Check each line of the listing for the word "cyclist" and report the ones that have it.
* * * *
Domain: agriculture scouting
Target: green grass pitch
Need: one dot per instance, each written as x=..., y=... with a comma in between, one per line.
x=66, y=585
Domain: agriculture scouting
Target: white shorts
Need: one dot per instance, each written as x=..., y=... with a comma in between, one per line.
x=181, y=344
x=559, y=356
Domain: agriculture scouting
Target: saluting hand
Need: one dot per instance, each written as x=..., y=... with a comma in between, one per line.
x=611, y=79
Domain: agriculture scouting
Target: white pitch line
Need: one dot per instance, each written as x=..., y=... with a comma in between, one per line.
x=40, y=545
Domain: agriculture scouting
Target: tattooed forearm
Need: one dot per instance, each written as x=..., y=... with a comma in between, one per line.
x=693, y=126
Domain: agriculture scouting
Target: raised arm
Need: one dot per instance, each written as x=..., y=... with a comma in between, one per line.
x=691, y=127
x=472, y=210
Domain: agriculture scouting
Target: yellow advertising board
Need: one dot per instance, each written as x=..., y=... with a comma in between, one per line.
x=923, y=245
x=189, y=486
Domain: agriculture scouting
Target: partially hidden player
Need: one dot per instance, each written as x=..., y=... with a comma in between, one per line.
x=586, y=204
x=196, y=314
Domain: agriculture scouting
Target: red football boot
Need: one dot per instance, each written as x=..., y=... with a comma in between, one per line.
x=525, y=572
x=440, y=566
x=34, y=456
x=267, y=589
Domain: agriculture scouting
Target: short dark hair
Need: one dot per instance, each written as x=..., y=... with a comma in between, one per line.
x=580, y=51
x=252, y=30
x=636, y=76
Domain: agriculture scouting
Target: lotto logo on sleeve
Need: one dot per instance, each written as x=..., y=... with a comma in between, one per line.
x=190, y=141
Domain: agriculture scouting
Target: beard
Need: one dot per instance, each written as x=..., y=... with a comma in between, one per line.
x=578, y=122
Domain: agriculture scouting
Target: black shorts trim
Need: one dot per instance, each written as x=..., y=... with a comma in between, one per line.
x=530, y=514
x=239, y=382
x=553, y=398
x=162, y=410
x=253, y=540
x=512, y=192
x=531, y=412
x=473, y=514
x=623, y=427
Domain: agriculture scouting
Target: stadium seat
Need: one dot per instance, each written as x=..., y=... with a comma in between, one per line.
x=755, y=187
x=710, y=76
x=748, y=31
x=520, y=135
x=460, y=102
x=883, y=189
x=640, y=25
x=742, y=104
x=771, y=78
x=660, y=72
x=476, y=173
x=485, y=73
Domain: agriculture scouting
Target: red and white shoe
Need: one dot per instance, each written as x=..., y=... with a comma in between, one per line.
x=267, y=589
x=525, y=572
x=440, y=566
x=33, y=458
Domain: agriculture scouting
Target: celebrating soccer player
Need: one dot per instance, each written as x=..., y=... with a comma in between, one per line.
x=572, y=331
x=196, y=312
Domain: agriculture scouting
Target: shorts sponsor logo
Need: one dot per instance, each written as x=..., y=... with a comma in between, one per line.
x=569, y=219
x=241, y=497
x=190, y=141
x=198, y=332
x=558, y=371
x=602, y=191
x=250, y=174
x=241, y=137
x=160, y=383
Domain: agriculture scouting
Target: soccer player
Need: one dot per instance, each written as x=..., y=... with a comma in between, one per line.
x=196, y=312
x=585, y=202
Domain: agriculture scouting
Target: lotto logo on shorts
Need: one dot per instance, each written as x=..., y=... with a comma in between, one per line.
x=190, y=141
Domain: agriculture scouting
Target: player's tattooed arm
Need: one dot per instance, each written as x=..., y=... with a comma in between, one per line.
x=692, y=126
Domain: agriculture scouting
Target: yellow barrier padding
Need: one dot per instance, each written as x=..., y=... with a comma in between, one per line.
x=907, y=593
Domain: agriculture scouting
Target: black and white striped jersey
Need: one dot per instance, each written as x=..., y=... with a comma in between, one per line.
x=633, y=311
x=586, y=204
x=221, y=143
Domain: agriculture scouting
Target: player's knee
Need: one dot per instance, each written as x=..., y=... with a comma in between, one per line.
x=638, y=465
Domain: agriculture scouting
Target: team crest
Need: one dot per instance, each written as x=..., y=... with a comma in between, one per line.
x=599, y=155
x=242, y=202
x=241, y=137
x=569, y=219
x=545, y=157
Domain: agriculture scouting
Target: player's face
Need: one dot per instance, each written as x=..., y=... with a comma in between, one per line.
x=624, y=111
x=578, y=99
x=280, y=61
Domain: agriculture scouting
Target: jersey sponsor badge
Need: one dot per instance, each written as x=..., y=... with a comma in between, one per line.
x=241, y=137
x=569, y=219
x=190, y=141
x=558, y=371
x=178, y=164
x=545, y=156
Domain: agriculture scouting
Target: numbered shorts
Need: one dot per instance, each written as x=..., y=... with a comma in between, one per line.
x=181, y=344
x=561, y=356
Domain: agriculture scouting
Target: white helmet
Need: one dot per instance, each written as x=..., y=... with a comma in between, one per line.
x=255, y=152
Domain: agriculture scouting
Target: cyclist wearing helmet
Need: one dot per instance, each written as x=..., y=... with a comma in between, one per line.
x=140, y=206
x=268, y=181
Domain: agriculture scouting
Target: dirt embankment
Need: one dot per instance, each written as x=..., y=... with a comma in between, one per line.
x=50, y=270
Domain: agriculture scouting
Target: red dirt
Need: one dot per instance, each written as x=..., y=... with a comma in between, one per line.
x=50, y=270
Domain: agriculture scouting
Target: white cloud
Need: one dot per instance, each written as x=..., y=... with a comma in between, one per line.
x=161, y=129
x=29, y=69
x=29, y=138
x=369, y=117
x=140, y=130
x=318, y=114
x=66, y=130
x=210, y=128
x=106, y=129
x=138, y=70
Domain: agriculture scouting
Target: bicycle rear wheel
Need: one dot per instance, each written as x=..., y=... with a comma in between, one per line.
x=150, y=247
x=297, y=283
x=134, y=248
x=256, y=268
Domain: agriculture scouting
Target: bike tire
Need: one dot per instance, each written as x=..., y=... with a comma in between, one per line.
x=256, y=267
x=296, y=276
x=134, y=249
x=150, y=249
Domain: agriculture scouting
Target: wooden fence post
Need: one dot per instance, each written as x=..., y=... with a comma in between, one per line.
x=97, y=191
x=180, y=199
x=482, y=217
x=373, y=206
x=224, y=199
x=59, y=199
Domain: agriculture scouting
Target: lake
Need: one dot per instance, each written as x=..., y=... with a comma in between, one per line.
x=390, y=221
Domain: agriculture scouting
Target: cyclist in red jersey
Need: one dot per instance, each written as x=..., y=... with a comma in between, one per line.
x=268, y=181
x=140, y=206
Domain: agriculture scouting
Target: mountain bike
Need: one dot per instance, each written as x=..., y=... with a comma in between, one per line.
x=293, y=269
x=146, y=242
* * * *
Answer to this task
Target: cyclist wearing helmet
Target: cyclist in red jersey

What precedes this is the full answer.